Consignes »
#1 D'après l'article sur le travail de nuit, combien de personnes travaillent de nuit en France ?
#2 Relevez toutes les quantités, durées et dates mentionnées dans l'article sur le travail de nuit.
#3 Reprenez l'article sur le travail de nuit à la suite de sa dernière phrase.

Extrait source »
------------------------

Accueil

Société Santé
Le travail de nuit favorise le cancer : comment ce consensus fait son chemin chez les scientifiques
En France, plus de 4 millions de personnes travaillent de nuit.
PHOTOPQR/VOIX DU NORD/MAXPPP

Le travail de nuit favorise le cancer : comment ce consensus fait son chemin chez les scientifiques

Pénibilité

Par

Publié le

Après deux ans de combat, une ex-infirmière est parvenue à faire reconnaître son cancer du sein comme maladie professionnelle. Une décision inédite permise par des scientifiques qui œuvrent, depuis les années 1990, à montrer que le travail de nuit augmente le risque de tumeur.

------------------------

Extrait des données »
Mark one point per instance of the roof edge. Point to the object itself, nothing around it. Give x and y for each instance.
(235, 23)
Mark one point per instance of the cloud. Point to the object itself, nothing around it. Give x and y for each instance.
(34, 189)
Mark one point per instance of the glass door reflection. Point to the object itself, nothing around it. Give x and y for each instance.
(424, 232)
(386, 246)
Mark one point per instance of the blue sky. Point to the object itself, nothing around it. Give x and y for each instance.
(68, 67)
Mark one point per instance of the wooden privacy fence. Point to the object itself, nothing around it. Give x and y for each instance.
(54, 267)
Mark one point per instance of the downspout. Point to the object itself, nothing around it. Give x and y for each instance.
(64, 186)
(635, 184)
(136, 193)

------------------------

Réponses ci-dessous »
#1 Plus de 4 millions de personnes.

#2 plus de 4 millions de personnes ; deux ans ; les années 1990

#3
C'est le grand oublié et regretté de la réforme des retraites qui suscite la colère des Français depuis plusieurs semaines : alors que le texte prévoit de décaler l'âge minimum de départ à 64 ans, il ne dit presque rien de la pénibilité au travail. Ce qui rend la victoire de Martine, après deux ans de combat, encore plus symbolique. En un peu plus de 25 ans d'exercice, cette ex-infirmière a passé plus de 850 nuits à l’hôpital. Des centaines d’heures de travail nocturne, entre 1982 et 2009, jusqu’à l'annonce d'un cancer du sein. Soutenue par la section locale de la CFDT-Mineurs, elle est parvenue, en janvier dernier, à faire reconnaître sa tumeur comme maladie professionnelle.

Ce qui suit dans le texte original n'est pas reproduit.